Report each line of the entries below that includes "tree".

START Material for this exercise

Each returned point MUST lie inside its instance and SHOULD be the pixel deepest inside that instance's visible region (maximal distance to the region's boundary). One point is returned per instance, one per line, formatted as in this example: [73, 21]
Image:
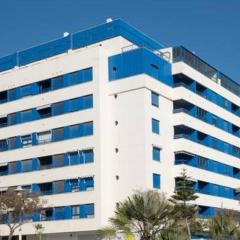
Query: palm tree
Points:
[184, 210]
[145, 214]
[224, 226]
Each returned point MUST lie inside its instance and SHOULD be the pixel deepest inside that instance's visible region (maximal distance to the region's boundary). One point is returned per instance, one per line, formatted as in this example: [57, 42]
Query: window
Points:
[58, 108]
[74, 183]
[225, 103]
[215, 143]
[59, 187]
[27, 188]
[46, 188]
[27, 165]
[201, 113]
[44, 86]
[12, 94]
[83, 211]
[3, 145]
[74, 131]
[3, 97]
[156, 154]
[202, 162]
[73, 158]
[46, 214]
[86, 156]
[12, 118]
[45, 162]
[12, 167]
[86, 129]
[225, 125]
[156, 181]
[86, 210]
[214, 120]
[57, 82]
[87, 102]
[86, 184]
[26, 90]
[26, 140]
[4, 169]
[155, 126]
[59, 213]
[155, 99]
[58, 160]
[3, 121]
[44, 137]
[26, 115]
[58, 134]
[44, 111]
[76, 212]
[12, 143]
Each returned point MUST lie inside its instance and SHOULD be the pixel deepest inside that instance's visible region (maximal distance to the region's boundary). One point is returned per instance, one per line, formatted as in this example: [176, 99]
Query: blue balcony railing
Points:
[182, 54]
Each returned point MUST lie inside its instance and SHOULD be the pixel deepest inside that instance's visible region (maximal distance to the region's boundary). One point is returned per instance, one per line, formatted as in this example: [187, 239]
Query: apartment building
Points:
[87, 119]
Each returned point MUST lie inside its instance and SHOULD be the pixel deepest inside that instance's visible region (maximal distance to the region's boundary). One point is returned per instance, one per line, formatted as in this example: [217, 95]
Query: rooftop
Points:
[106, 31]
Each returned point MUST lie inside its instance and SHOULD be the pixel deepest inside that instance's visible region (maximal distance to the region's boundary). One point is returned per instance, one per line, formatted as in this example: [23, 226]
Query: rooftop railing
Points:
[182, 54]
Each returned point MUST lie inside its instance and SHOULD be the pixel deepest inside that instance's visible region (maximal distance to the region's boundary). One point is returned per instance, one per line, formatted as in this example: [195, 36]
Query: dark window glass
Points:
[12, 167]
[57, 82]
[3, 96]
[44, 86]
[3, 121]
[44, 112]
[45, 162]
[46, 188]
[59, 160]
[58, 108]
[12, 143]
[12, 118]
[58, 134]
[26, 140]
[59, 186]
[155, 99]
[27, 165]
[73, 158]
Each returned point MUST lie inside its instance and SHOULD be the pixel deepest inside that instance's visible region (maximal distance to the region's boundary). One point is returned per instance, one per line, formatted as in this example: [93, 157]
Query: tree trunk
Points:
[188, 229]
[145, 238]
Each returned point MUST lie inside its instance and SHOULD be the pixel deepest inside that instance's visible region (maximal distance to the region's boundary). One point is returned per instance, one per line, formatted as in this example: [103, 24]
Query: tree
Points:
[184, 210]
[144, 214]
[224, 226]
[16, 205]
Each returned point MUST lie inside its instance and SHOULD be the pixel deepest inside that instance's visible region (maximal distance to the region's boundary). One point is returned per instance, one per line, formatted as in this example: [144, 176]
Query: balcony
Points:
[181, 54]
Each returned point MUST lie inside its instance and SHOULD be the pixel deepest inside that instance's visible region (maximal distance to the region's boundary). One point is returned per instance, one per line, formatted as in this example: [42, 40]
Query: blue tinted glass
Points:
[156, 181]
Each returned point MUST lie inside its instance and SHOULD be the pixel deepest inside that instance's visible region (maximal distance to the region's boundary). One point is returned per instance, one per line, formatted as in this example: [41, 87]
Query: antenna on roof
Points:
[65, 34]
[108, 20]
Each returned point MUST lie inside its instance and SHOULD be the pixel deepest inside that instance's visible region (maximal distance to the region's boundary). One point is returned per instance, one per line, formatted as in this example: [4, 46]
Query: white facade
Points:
[122, 141]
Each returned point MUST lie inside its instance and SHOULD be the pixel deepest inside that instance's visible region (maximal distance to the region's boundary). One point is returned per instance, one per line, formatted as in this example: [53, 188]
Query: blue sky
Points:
[210, 28]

END Material for this exercise

■ **Response area**:
Query: palm tree
Query: tree trunk
Query: tree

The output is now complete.